[Opening Exercise input section]
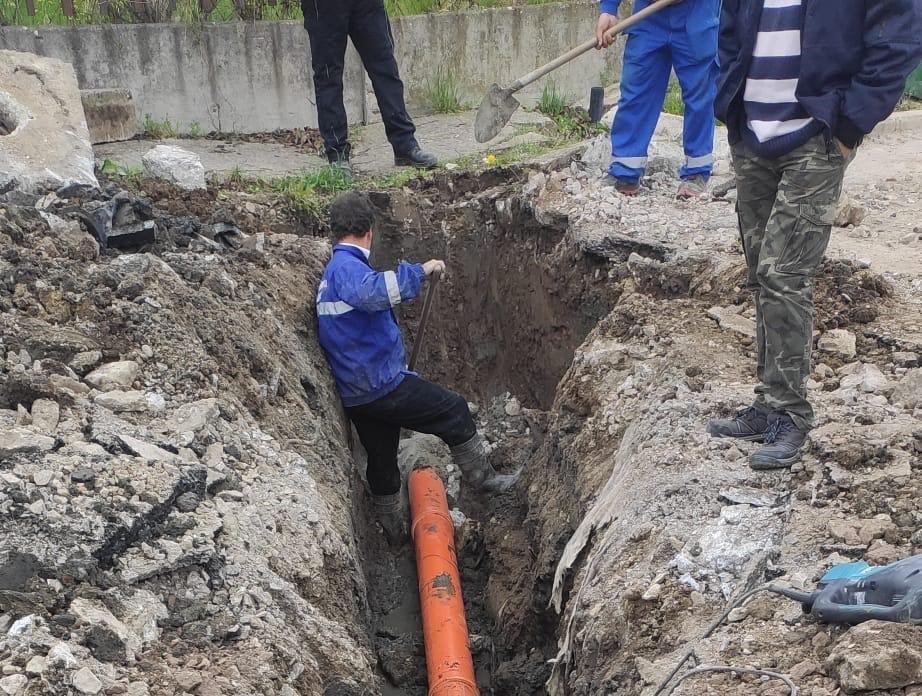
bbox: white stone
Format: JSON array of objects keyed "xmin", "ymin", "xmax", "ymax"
[
  {"xmin": 72, "ymin": 666, "xmax": 103, "ymax": 695},
  {"xmin": 32, "ymin": 469, "xmax": 54, "ymax": 486},
  {"xmin": 818, "ymin": 329, "xmax": 857, "ymax": 359},
  {"xmin": 84, "ymin": 361, "xmax": 140, "ymax": 391},
  {"xmin": 142, "ymin": 145, "xmax": 206, "ymax": 190},
  {"xmin": 504, "ymin": 397, "xmax": 522, "ymax": 417},
  {"xmin": 117, "ymin": 433, "xmax": 178, "ymax": 463},
  {"xmin": 891, "ymin": 369, "xmax": 922, "ymax": 409},
  {"xmin": 30, "ymin": 398, "xmax": 60, "ymax": 433},
  {"xmin": 707, "ymin": 306, "xmax": 756, "ymax": 339},
  {"xmin": 0, "ymin": 674, "xmax": 27, "ymax": 696},
  {"xmin": 0, "ymin": 427, "xmax": 55, "ymax": 459},
  {"xmin": 24, "ymin": 655, "xmax": 46, "ymax": 676},
  {"xmin": 94, "ymin": 390, "xmax": 149, "ymax": 413},
  {"xmin": 163, "ymin": 398, "xmax": 220, "ymax": 434},
  {"xmin": 0, "ymin": 50, "xmax": 97, "ymax": 193},
  {"xmin": 47, "ymin": 641, "xmax": 78, "ymax": 667}
]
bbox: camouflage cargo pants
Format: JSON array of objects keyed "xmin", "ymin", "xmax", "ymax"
[{"xmin": 732, "ymin": 134, "xmax": 854, "ymax": 432}]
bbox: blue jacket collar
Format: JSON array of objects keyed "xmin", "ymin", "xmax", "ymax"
[{"xmin": 333, "ymin": 243, "xmax": 371, "ymax": 263}]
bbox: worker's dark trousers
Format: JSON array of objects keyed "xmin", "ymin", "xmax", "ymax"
[
  {"xmin": 346, "ymin": 375, "xmax": 476, "ymax": 496},
  {"xmin": 303, "ymin": 0, "xmax": 417, "ymax": 162}
]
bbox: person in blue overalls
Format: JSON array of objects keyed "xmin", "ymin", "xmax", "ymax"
[{"xmin": 597, "ymin": 0, "xmax": 719, "ymax": 199}]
[Closing Exercise input section]
» Activity
Go through the records above, find every line with the word "blue", and list those lines.

» Written answer
bbox: blue jacket collar
bbox: person in blue overalls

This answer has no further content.